Passage provided »
Begin

A familiar-looking woman tells him everyone has seven moons, which marks a week. He doesn’t understand what she’s trying to say. He figures that many of the other dead people in the lobby are victims of the Sri Lankan Civil War. Maali is a photojournalist and explains that he is needed by society. He realizes that the woman is a university professor named Ranee Sridharan, who was murdered by Tamil extremists in 1989.
Maali figures that “The odds of the soul surviving the body’s death are one in nothing, one in nada, one in zilch” (10), so he must be dreaming. He is informed by Dr. Ranee Sridharan that he must find the Light before his seven moons are up. A mysterious boy dressed in a hooded garbage bag encourages Maali to avoid the Light. Dr. Ranee shouts out at Maali as he follows the boy down the elevator. Maali follows him outside to the streets of Colombo, Sri Lanka. The boy has Maali’s sandal, which he found where Maali died.
Maali has a box of photographs that bear witness to the atrocities that have been going on in Sri Lanka. The photographs are under a bed at his Amma’s (mother’s) house, belonging to Amma’s cook and Dada’s driver. He wants to post the photographs all over Colombo and reveal the atrocities.
Maali floats around the city, which is crowded with live people and ghosts. One older, headless ghost warns him about the In Between, which he’s been in for a thousand moons. He warns him against following the hooded boy, who doesn’t keep his promises. Maali recognizes the old man as a schoolteacher who had run for provincial council and was murdered by his own brother for the position. Maali had taken a photograph of the man’s dead body. The man mocks the typical beliefs about the afterlife, which he never believed in because he’s an atheist. He tells Maali that the hooded boy is a JVP communist, a killer who is now dead. He encourages Maali to find his Light. Maali takes a photograph of the headless ghost and sees three dead bodies on Beira Lake.
In December of 1989, four bodies are dumped in the lake by two men who have done this before. The 1987 peace accord between Sri Lanka and India created a need for these so-called garbage men, who get rid of bodies that can’t get a death certificate and proper burial. Maali recognizes one of the bodies in the lake as his own.
In 1988, JVP Marxists controlled the country, but in 1989, the military took over. Maali figures that the men trying to hide his body in the lake are goons for ex-military factions. The hooded boy encourages Maali to meditate over his body. He reveals that his body was also flung into Beira Lake. He introduces himself as Sena and reveals that he met Maali once before, in life, when Maali tried to kiss him.

End

Extracted material »
Begin

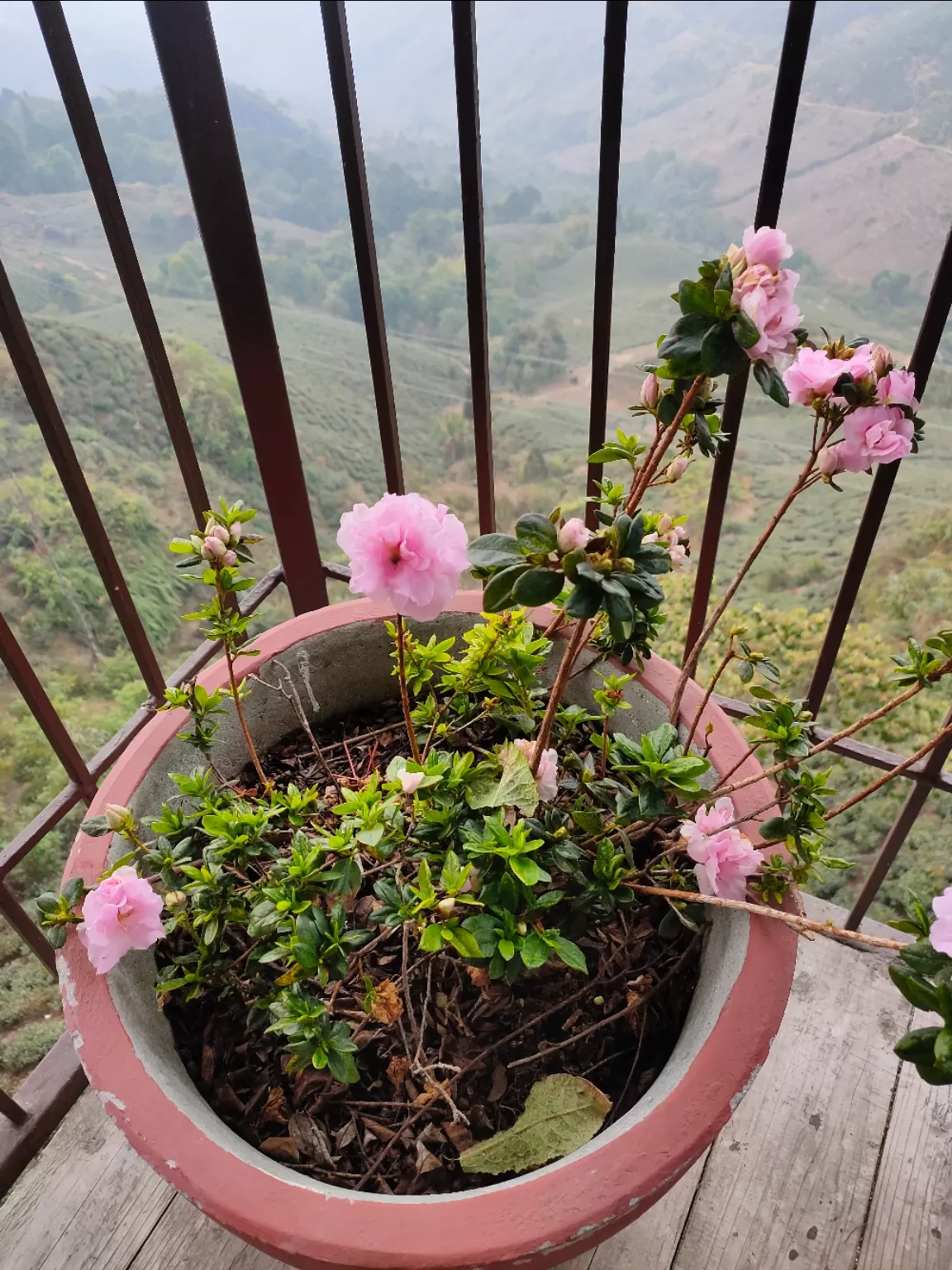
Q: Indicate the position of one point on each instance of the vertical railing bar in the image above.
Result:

End
Begin

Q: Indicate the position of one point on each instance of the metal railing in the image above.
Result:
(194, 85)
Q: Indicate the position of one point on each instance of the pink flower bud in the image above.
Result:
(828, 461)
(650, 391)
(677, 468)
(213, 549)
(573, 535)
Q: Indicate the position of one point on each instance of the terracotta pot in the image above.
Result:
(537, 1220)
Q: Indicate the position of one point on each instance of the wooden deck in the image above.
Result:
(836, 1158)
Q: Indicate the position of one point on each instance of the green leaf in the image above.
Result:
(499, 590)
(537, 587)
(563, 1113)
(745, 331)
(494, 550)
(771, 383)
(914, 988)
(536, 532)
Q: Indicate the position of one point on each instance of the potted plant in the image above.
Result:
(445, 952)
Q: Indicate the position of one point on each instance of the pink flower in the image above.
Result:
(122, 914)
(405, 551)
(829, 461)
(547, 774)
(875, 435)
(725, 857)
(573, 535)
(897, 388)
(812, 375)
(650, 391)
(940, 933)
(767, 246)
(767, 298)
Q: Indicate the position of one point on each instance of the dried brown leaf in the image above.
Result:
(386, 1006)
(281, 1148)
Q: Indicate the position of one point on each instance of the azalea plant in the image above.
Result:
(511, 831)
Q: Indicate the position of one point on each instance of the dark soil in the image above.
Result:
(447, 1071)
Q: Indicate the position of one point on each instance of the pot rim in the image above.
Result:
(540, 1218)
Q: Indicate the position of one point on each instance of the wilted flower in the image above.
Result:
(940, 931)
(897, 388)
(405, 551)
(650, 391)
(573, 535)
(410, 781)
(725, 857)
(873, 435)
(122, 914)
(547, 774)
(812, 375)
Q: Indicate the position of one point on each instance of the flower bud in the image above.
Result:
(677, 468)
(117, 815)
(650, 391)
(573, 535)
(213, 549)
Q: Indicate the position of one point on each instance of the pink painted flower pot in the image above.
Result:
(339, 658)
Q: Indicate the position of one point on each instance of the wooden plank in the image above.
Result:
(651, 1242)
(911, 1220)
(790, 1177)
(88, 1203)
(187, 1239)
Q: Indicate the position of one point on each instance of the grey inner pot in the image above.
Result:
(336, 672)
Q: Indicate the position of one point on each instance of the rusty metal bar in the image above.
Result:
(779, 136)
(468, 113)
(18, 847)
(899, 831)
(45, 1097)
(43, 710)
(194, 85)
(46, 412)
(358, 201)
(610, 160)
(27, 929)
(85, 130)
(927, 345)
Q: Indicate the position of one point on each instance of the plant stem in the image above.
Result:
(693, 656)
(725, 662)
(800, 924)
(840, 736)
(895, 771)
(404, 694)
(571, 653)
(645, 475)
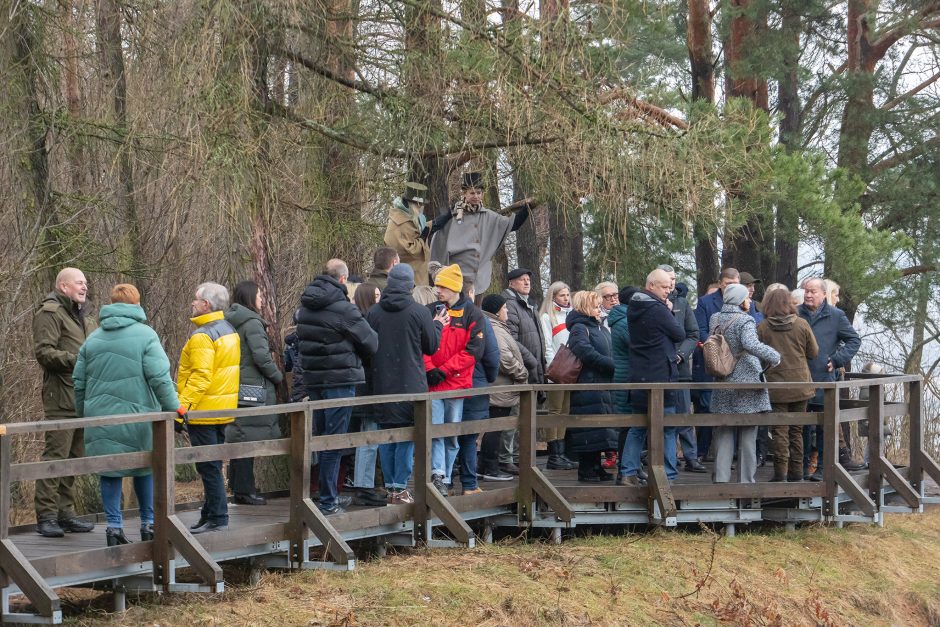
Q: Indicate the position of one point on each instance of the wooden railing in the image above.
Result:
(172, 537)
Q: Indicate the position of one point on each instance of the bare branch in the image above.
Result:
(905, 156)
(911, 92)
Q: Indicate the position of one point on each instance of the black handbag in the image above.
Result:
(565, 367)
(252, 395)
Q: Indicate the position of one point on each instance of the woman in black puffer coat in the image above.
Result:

End

Directions »
Transcribe from "A familiar-looking woman" up to and including "extremists in 1989." in the plot summary about Maali's afterlife.

Solution for this task »
A familiar-looking woman tells him everyone has seven moons, which marks a week. He doesn’t understand what she’s trying to say. He figures that many of the other dead people in the lobby are victims of the Sri Lankan Civil War. Maali is a photojournalist and explains that he is needed by society. He realizes that the woman is a university professor named Ranee Sridharan, who was murdered by Tamil extremists in 1989.